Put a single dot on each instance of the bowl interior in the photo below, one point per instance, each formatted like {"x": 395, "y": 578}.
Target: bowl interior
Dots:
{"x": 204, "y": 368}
...
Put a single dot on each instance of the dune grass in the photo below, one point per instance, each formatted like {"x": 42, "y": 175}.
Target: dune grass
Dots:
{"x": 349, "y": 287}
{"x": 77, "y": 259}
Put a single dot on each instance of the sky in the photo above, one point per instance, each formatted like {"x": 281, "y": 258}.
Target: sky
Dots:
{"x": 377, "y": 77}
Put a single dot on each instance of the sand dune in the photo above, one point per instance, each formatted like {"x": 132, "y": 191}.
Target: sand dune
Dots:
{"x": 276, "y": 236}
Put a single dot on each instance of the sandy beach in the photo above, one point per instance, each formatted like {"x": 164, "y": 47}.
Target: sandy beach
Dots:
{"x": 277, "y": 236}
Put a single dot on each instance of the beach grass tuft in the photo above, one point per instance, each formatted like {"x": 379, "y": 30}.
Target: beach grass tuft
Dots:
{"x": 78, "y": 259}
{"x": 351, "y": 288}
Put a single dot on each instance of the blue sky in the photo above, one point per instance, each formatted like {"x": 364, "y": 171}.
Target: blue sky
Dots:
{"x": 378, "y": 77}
...
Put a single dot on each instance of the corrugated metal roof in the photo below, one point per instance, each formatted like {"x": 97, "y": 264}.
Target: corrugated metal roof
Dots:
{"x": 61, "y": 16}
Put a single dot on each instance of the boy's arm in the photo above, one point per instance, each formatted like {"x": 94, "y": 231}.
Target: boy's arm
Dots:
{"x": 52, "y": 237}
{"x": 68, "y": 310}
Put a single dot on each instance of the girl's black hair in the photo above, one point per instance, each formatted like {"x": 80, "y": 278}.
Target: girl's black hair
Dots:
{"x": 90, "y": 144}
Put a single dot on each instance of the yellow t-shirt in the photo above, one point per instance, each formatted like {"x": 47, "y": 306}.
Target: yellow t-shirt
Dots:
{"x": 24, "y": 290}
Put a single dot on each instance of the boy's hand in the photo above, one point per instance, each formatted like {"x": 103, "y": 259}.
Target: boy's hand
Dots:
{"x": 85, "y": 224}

TASK DESCRIPTION >>
Only the lines of the data holding the string "corrugated" are wanted; copy each of them.

ANSWER SPACE >>
Put a single dot on each instance of the corrugated metal roof in the photo below, one point per instance, each formatted like {"x": 97, "y": 264}.
Target: corrugated metal roof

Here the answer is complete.